[Collected data]
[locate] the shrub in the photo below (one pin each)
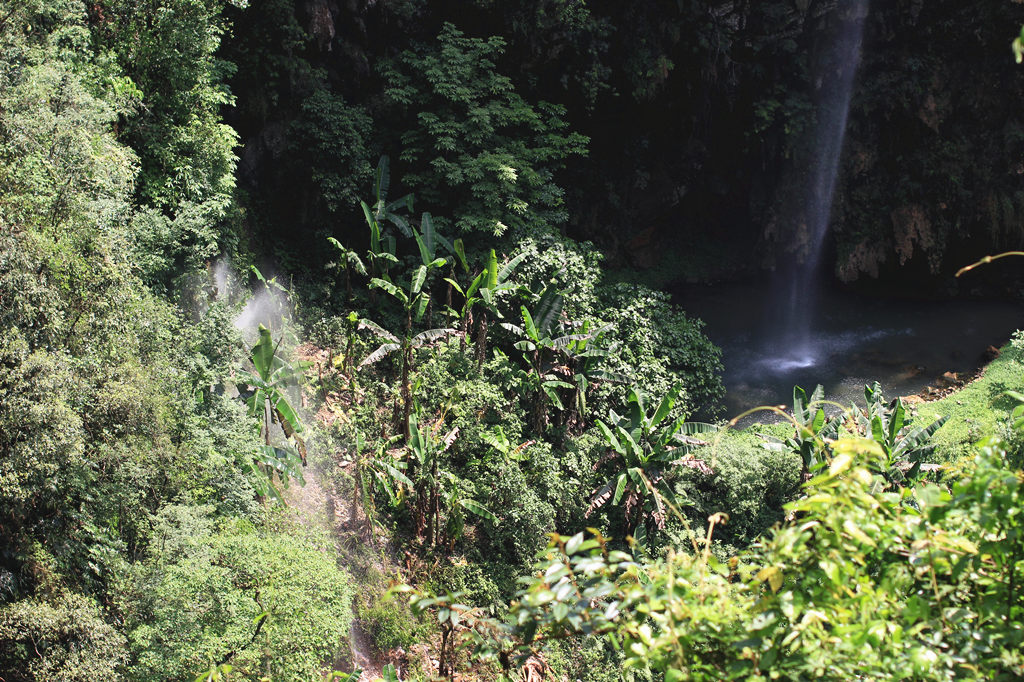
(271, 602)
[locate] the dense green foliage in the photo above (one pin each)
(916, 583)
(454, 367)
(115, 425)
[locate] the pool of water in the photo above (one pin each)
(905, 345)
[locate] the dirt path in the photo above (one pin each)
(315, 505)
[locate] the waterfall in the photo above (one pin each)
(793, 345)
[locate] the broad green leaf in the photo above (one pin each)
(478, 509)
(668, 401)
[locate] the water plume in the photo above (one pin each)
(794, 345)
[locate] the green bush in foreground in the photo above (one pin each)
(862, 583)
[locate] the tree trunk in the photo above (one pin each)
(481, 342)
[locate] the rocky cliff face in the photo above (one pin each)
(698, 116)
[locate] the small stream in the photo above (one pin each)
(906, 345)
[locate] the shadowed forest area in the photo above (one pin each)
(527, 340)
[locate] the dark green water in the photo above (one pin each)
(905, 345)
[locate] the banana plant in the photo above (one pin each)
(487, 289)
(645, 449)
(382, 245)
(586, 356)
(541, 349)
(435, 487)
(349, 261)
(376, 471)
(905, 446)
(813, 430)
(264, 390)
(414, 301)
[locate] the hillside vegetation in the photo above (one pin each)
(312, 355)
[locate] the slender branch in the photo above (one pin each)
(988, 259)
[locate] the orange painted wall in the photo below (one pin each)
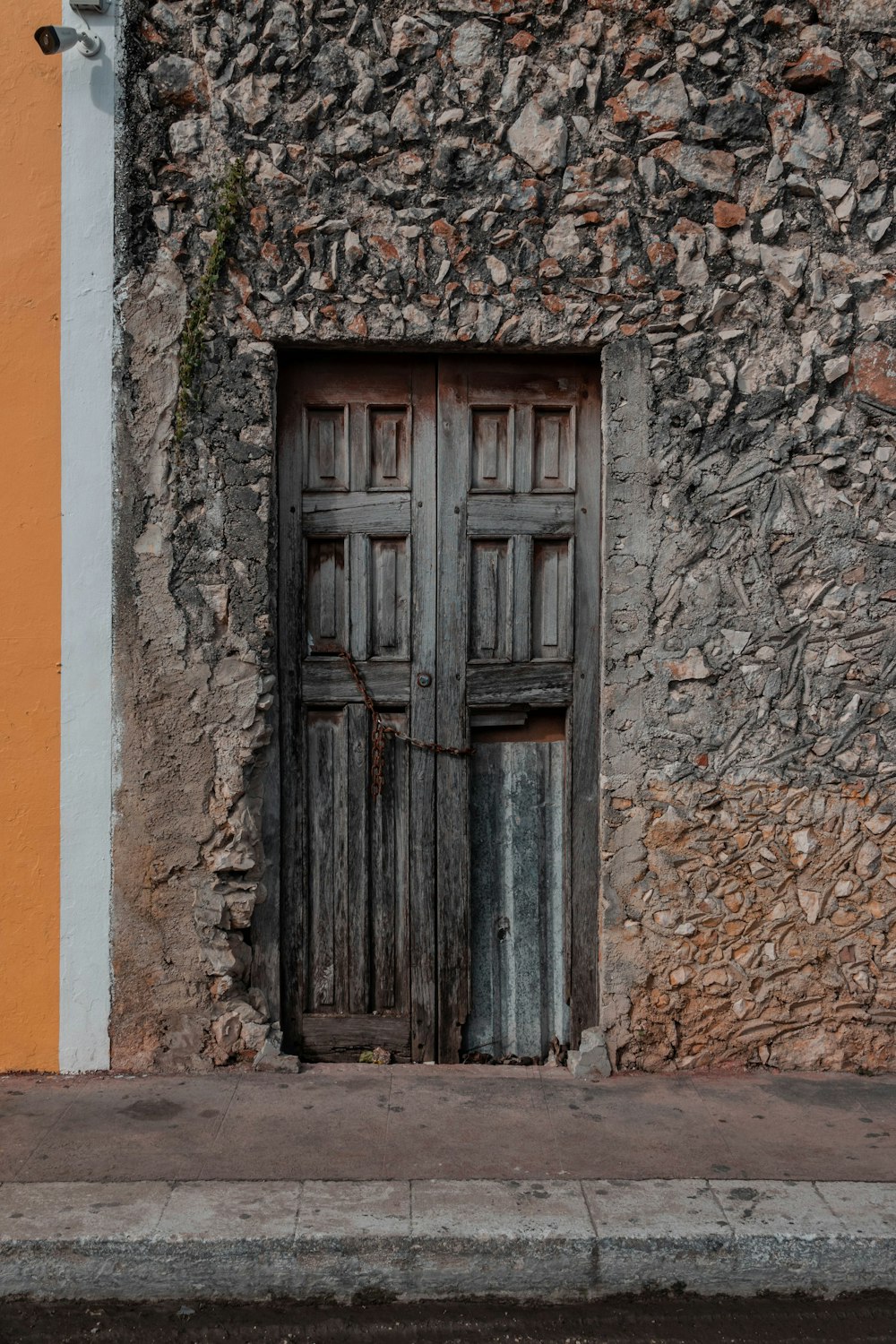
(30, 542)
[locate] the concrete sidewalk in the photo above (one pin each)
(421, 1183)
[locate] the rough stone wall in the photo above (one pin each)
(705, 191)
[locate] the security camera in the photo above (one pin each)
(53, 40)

— EXERCISE DESCRIPTION —
Rewrite the part of the listing that begins with the line containing "[locate] the small" and runs through the end of the listing, keeping the requests, but scale every pin coordinate in the answers by 1.4 and round each to the nearest whole number, with halves rounded up. Do not reproduce the pictures.

— SOLUTION TO THIS TASK —
[locate] the small stream in the photo above (one pin each)
(1268, 483)
[locate] the shadowed forest area in the photo above (one pin each)
(738, 476)
[locate] the dark green water in the photo above (one pin each)
(1267, 483)
[locate] the banana plant in the photo above (one pin each)
(682, 405)
(903, 629)
(535, 343)
(820, 498)
(757, 489)
(609, 682)
(489, 365)
(526, 659)
(1267, 624)
(1138, 602)
(370, 546)
(580, 421)
[locate] the hillside vegetation in the photo above (one pin each)
(437, 497)
[locate] the slender branch in the photo above (one pin each)
(1383, 363)
[locate] the orange painted wall in the photo below (one pin each)
(42, 759)
[locate] the concrete sidewalk in the photo above (one pin each)
(589, 1656)
[locate] the rough stone wall in the photo above (one pin each)
(987, 267)
[locate] the security camera in the photo above (one pin each)
(74, 56)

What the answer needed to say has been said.